■ Ausgangstext:
※

Der Traum vom perfekten Menschen – Zwischen Machbarkeit und seinen Grenzen

Interview zur ästhetischen Chirurgie in der Universitätsklinik Jena mit Prof. Dr. Dr. Schultze-Mosgau.

Ca. 300 000 Schönheitsoperationen werden in Deutschland jährlich vorgenommen – Tendenz stark steigend. Der Hauptteil der sogenannten freiwilligen Patienten sind Frauen, nur jeder 5. Mann legt sich freiwillig unters Messer. Trotzdem steht eine Vielzahl der Menschen dem Thema noch sehr kritisch gegenüber und Maßnahmen wie Gesichtsstraffung und Faltenbehandlungen werden von der Umwelt nicht immer wohlwollend verbucht. Sie sind Klinikdirektor der Klinik für Mund-, Kiefer- und Gesichtschirurgie in Jena. Sind Schönheitsoparationen auch ein Thema an Ihrer Klinik? Können Sie uns Zahlen nennen? Kann man sich einem solchen Trend überhaupt verweigern?

Ja, die ästhetische Chirurgie ist einer der Schwerpunkte in unserer Klinik. Man kann eine trendmäßige Zunahme der Anzahl an ästhetisch chirurgischen Eingriffen über die letzten fünf Jahre hin verzeichnen. Im Kontext des Anti-Aging und des Wellness- trendes zeigt sich auch für die unterschiedlichen Eingriffe im Bereich der ästhetischen Chirurgie eine kontinuierliche Zunahme.

Welches ist der häufigste Eingriff? Laut Statistik stehen Fettabsaugungen an Platz eins, gefolgt von Brustoperationen und Nasenkorrekturen. Gehört letzteres in Ihrem Fachgebiet zu den täglichen Routineeingriffen?

※

Datenauszüge

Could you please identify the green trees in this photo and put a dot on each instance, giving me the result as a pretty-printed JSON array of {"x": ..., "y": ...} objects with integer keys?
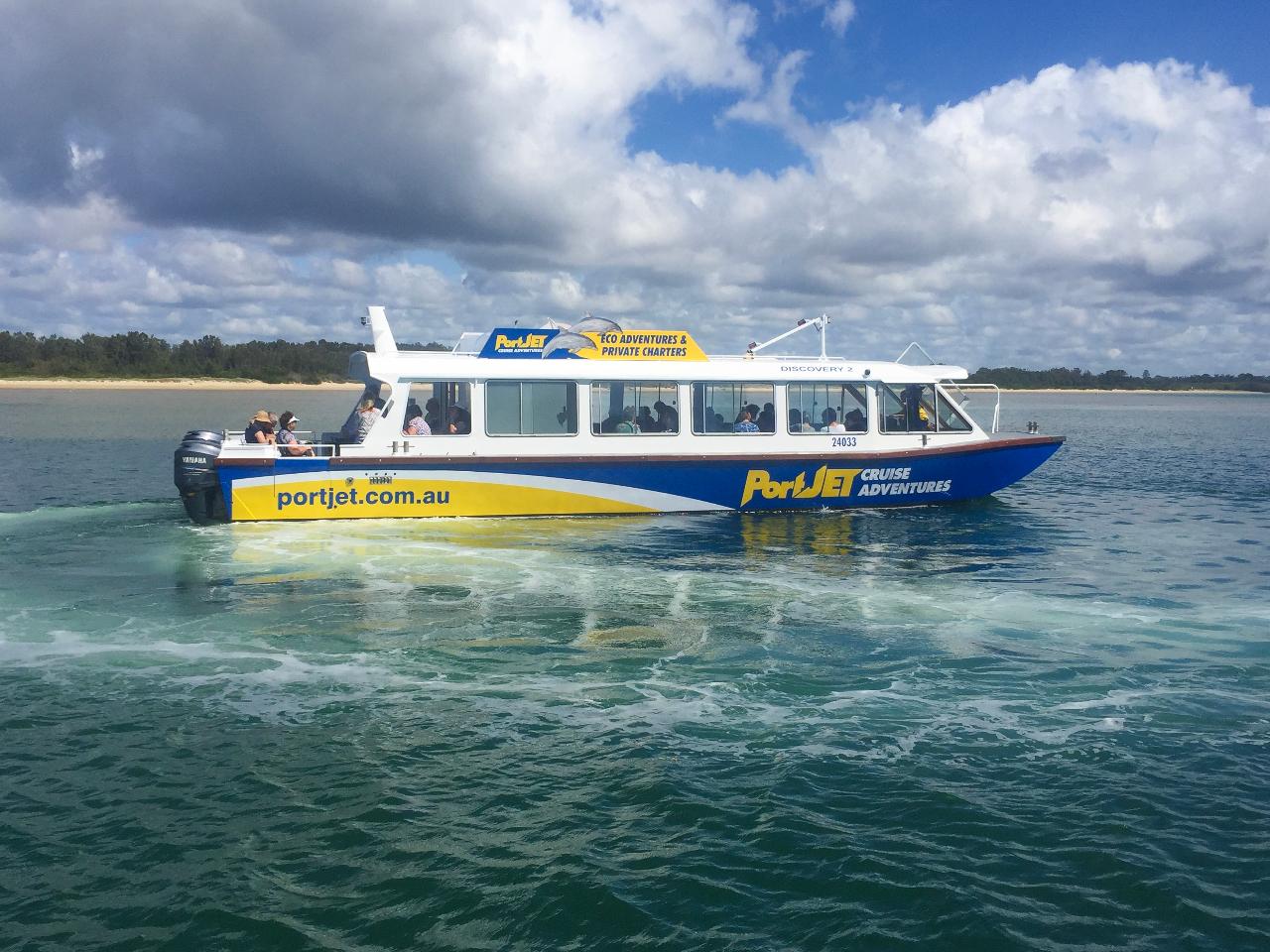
[
  {"x": 139, "y": 356},
  {"x": 1076, "y": 379}
]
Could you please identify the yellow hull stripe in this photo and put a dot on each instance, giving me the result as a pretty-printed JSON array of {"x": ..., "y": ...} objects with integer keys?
[{"x": 357, "y": 498}]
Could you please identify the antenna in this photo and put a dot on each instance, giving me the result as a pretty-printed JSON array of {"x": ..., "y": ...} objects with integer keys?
[{"x": 820, "y": 324}]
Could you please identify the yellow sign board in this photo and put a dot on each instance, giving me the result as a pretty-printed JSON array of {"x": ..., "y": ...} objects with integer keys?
[{"x": 642, "y": 345}]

※

■ Aufgaben:
1. Gib den Abschnitt aus dem Interview zur ästhetischen Chirurgie wortgetreu wieder, der mit „Ja, die ästhetische“ anfängt und mit „den täglichen Routineeingriffen?“ aufhört.
2. Prüfe anhand des Interviews zur ästhetischen Chirurgie, ob die folgenden Aussagen stimmen. Antworte jeweils mit Ja oder Nein und zitiere die entscheidenden Worte wörtlich.
(a) In Deutschland werden jedes Jahr etwa 300 000 Schönheitsoperationen durchgeführt.
(b) Laut Statistik sind Nasenkorrekturen der häufigste Eingriff.
(c) An der Klinik in Jena gehört die ästhetische Chirurgie zu den Schwerpunkten.
3. Schreib das Interview zur ästhetischen Chirurgie im Anschluss an die letzte Frage weiter.

■ Antworten:
1.
Ja, die ästhetische Chirurgie ist einer der Schwerpunkte in unserer Klinik. Man kann eine trendmäßige Zunahme der Anzahl an ästhetisch chirurgischen Eingriffen über die letzten fünf Jahre hin verzeichnen. Im Kontext des Anti-Aging und des Wellness- trendes zeigt sich auch für die unterschiedlichen Eingriffe im Bereich der ästhetischen Chirurgie eine kontinuierliche Zunahme.

Welches ist der häufigste Eingriff? Laut Statistik stehen Fettabsaugungen an Platz eins, gefolgt von Brustoperationen und Nasenkorrekturen. Gehört letzteres in Ihrem Fachgebiet zu den täglichen Routineeingriffen?

2.
(a) Ja: „Ca. 300 000 Schönheitsoperationen werden in Deutschland jährlich vorgenommen“
(b) Nein: „Laut Statistik stehen Fettabsaugungen an Platz eins, gefolgt von Brustoperationen und Nasenkorrekturen.“
(c) Ja: „die ästhetische Chirurgie ist einer der Schwerpunkte in unserer Klinik“

3.
Fettabsaugungen und Brustoperationen stehen bei uns nicht an den vorderen Stellen. Zumeist werden, um den Alterserscheinungen einer Hauterschlaffung entgegen zu wirken, Korrekturen im Bereich der Oberlider oder der gesamten Gesichtshaut nachgefragt, so dass das Lidlifting und das Facelift gefolgt von Nasenkorrekturen oder anderen ästhetischen Korrekturen im Bereich des Gesichtes von der Häufigkeit noch vor Fettabsaugungen oder Eingriffen an der Brust stehen. Diese Eingriffe führen wir regelhaft durch.

Handelt es sich um einen rein ästhetischen Eingriff, übernehmen die Krankenkassen soweit ich weiß, keine Kosten. Nur wenn der Körper stark von der Norm abweicht oder z.B. sehr große Brüste Rückenschmerzen verursachen, ein stark verändertes Gesicht nach einem Unfall Depressionen auslöst. Wie verhält es sich an Ihrer Klinik bezüglich der Kosten? Vielerorts wird ja auch mit Ratenzahlung geworben, so daß eine breitere Masse bedient werden kann!

Bezüglich der Kostensicherung ist festzustellen, dass Eingriffe aus einer rein ästhetischen Indikation in der Regel nicht zu den Vertragsleistungen der Versicherungsträger gehören und somit, da sie außervertraglich sind, von den Patienten selbst zu tragen sind. Dies betrifft in der Regel rein ästhetisch plastische Eingriffe. Hingegen werden bei plastisch rekonstruktiven Eingriffen, bei denen eine angeborene oder erworbene Formveränderung mit Krankheitswert vorliegt, in der Regel die Kosten von den Versicherungsträgern übernommen. Dies ist im Einzelfall abzuklären. Da es sich in der Regel um planbare Eingriffe handelt, die zeitlich nicht gebunden sind, spielt bei unseren Patienten eine Ratenzahlung keine Rolle.

Wichtig für den Erfolg ist sicher die richtige Wahl des Arztes. Häufig sind „Schönheitschirurgen“ gar keineplastischen Chirurgen. Inwieweit sind Fachqualifikationen erforderlich?

Sie adressieren das Thema der Qualitätssicherung bei ästhetisch chirurgischen Eingriffen. Mund-Kiefer-Gesichtschirurgen sind ausgebildet für plastisch ästhetische Eingriffe im Gesichtsbereich. Ebenfalls sind durch die Zusatzbezeichnung „Plastisch ästhetische Operationen“ die anderen Eingriffe abgedeckt, so dass eine entsprechende Expertise für plastisch ästhetische und plastisch rekonstruktive Eingriffe vorliegt.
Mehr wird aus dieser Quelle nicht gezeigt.